PASSAGE ▸
== == ==

Ajattara - Murhat
Osasto-A Records
Black/Doom/Death
9 songs (31:47)
Release year: 2011
Ajattara, Osasto-A Records
Reviewed by Charles
Ajattara’s last album was Noitumaa, a bloody marvellous (whatever moaners might say) piece of ‘acoustic folk’ which really was nothing of the sort. Surely one of the most unique, and the funnest, black metal experimentations with acoustic ideas, it eschewed the serious-faced ancestral channellings that have been a part of the genre since its beginnings, and produced a stomping, surreally danceable tirade of enthusiastic twanging and shouting. With Murhat, though, they have returned to the sound of the records preceding that- but in a modified form. This is a slow album, greatly expanding the myriad doom metal influences that were hinted at on the debut Itse (the only other album of theirs I own, I must admit) to good effect.

Thus, Murhat opens with the standard-issue blasting meloblack of Kunnes taivas meidät erottaa, in which the Dissection-like charge is disrupted only by the jolting and slightly unwelcome grunge-rock choruses. But after this, Ajattara switch down a gear and largely stay there. First there is the headbanging mid-tempo groove of Ihmisen Luku, with the drums rocking a backbeat as if they were auditioning for Pantera. The vocals feel surprisingly appropriate for this sort of thing: on Noitumaa their rhythmic bark gave a pounding, grooving sensibility to their acoustic riff-twangs, and it has the comparable effect of making these doomy grooves seem credible here, too.

== == ==

SHORT EXERCISE 1 ▸
In the records, quote the lines starting with the one that contains "One marker belongs on each instance of the stone." and ending with the one that contains "[(442, 983)]", including both.
SHORT EXERCISE 2 ▸
Extend the review of Ajattara's album Murhat, picking up after its last sentence.
The review and the records have no connection to each other.

INPUT ▸
== == ==

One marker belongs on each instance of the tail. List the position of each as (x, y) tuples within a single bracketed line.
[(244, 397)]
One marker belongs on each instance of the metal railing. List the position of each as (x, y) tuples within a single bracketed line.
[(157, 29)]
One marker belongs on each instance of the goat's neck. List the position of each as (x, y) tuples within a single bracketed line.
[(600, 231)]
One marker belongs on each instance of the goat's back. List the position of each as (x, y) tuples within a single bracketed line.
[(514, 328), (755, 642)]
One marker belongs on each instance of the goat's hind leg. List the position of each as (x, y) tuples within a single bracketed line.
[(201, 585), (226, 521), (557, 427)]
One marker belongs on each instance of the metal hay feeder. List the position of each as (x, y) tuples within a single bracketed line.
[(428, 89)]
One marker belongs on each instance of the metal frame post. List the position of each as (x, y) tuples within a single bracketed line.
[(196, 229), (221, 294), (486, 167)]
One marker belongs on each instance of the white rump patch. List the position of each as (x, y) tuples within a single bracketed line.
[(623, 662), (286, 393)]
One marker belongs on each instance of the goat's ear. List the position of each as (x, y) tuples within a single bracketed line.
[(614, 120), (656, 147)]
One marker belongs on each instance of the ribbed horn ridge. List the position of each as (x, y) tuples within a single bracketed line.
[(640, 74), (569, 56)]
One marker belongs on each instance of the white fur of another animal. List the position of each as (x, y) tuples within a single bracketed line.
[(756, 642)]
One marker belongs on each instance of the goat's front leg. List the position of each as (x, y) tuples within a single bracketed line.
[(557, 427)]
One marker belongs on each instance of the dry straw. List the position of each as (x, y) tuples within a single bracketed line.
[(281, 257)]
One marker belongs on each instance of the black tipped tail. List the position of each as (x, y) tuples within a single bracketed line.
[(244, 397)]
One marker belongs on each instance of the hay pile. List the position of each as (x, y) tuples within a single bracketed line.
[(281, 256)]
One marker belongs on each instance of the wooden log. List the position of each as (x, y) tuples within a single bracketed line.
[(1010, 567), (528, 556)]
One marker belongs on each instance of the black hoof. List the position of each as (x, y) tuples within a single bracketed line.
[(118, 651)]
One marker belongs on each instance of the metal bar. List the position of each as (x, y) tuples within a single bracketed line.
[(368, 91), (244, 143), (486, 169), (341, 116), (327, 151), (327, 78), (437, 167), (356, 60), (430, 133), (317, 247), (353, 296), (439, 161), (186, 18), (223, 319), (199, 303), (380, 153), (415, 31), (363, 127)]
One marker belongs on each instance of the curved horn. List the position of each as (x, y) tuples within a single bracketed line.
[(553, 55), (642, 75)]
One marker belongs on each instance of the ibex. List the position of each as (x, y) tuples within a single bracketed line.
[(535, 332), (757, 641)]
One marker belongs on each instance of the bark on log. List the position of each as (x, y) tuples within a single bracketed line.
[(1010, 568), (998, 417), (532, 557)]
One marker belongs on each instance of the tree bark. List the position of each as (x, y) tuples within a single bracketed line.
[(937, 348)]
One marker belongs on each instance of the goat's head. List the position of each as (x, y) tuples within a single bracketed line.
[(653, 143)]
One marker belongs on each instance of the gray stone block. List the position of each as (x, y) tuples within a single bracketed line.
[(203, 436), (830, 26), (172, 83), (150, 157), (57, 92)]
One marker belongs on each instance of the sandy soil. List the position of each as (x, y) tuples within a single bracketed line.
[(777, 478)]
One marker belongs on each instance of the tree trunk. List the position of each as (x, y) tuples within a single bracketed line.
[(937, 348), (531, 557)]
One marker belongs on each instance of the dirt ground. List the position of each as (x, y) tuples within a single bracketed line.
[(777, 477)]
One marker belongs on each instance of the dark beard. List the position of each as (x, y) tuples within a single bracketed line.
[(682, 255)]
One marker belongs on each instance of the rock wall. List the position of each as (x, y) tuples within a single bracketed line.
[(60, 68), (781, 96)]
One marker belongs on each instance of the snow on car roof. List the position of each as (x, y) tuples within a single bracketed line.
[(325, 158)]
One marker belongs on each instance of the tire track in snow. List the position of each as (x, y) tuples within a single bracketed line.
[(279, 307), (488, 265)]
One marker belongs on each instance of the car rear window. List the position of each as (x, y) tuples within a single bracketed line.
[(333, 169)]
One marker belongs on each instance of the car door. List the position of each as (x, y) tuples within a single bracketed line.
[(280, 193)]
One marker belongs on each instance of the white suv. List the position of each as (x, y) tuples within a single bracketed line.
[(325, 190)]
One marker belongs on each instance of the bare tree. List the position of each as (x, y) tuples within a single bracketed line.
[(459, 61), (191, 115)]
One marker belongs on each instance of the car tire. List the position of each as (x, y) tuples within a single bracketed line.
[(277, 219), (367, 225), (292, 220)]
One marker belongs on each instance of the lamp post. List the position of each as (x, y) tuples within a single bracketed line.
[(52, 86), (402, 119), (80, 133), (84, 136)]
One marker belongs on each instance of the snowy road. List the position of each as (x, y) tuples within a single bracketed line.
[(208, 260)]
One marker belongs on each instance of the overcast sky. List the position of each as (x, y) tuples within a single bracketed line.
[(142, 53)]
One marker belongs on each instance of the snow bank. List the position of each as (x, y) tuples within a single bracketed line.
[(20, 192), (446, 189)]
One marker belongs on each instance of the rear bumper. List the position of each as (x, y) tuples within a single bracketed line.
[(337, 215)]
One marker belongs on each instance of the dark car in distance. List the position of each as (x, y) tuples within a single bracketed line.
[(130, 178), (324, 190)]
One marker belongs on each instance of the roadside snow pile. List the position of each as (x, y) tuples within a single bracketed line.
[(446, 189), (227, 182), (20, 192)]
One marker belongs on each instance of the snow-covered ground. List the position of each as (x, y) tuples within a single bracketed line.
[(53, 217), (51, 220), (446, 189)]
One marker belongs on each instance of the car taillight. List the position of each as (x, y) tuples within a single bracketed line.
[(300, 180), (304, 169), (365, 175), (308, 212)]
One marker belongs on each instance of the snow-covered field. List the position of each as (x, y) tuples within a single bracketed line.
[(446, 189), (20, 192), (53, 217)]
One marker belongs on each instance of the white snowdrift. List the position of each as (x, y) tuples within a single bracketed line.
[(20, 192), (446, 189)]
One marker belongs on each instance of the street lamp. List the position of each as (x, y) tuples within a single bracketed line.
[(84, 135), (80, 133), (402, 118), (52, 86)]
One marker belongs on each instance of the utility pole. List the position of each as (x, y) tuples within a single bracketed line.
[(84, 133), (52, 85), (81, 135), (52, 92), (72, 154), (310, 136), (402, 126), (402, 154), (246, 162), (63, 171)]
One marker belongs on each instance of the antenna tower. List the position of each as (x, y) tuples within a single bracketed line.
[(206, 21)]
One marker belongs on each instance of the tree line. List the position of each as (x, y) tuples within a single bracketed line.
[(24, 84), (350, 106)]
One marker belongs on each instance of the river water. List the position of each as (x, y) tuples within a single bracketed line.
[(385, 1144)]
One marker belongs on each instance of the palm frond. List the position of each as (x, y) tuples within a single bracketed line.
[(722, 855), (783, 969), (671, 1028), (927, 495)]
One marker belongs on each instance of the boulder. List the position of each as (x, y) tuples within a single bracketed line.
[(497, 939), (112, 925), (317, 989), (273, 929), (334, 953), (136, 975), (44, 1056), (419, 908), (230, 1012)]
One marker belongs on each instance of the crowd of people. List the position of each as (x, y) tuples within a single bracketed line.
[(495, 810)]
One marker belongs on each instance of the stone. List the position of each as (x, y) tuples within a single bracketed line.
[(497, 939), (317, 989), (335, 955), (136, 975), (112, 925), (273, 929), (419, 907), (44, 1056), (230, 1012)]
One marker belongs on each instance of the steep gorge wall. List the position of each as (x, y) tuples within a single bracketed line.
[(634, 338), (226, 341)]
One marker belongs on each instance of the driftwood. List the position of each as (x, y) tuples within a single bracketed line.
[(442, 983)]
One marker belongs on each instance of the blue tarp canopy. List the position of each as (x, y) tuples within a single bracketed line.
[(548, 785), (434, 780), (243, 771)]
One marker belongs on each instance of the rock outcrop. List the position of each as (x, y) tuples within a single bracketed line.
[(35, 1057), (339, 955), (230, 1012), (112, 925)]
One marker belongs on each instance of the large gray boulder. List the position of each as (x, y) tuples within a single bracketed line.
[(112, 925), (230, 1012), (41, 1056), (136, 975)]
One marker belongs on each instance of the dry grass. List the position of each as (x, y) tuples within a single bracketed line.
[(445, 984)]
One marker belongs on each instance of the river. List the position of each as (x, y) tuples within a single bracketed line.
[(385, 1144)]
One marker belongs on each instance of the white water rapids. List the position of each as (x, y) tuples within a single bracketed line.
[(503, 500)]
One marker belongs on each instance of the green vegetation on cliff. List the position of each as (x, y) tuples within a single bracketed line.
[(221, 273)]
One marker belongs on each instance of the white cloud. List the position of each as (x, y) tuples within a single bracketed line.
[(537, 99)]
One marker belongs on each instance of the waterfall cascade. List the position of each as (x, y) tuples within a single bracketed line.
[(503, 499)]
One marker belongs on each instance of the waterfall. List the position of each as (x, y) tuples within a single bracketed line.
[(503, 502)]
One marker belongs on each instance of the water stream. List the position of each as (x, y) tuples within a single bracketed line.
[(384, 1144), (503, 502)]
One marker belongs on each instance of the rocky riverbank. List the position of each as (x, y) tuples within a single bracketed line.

== == ==

ANSWER 1 ▸
One marker belongs on each instance of the stone. List the position of each as (x, y) tuples within a single bracketed line.
[(497, 939), (317, 989), (335, 955), (136, 975), (112, 925), (273, 929), (419, 907), (44, 1056), (230, 1012)]
One marker belongs on each instance of the steep gorge wall. List the position of each as (x, y) tuples within a single bracketed line.
[(634, 338), (226, 341)]
One marker belongs on each instance of the driftwood. List the position of each as (x, y) tuples within a single bracketed line.
[(442, 983)]

ANSWER 2 ▸
And in this way it continues: the pace picks up briefly with the odd (perhaps ill advised) alternative metal tones of Aura, but the memory of that curiosity is drowned in the viscous treacle surrounding it: the gnarly doom-death of Sokea Liha, the weird gothic sway of Routalempi or the fist-waving stamp of Murheiden Kilta, the latter replete with the interjections of belching Cannibal Corpse vocals. The record veers between shameless crowd pleasing (e.g. the ‘Oy! Oy!’ chanting of closer Veljet and more adventurous offerings, which suggest a desire to emulate the masters of walking-pace metal from a host of different scenes. So H.A.I. raises intriguing spectres, evoking Triptykon in the titanic calibre of its down-tempo grooves, and inspired Baton Rouge sludgies Thou in the washed out, grimy melody that sinks solemnly into the funereal riffs.

So, a strong album, all told. Compared to the chin-stroking weight of today’s more cerebral black metal it could feel a little ephemeral, for sure, but it is no bad thing to inject a sense of fun from time to time.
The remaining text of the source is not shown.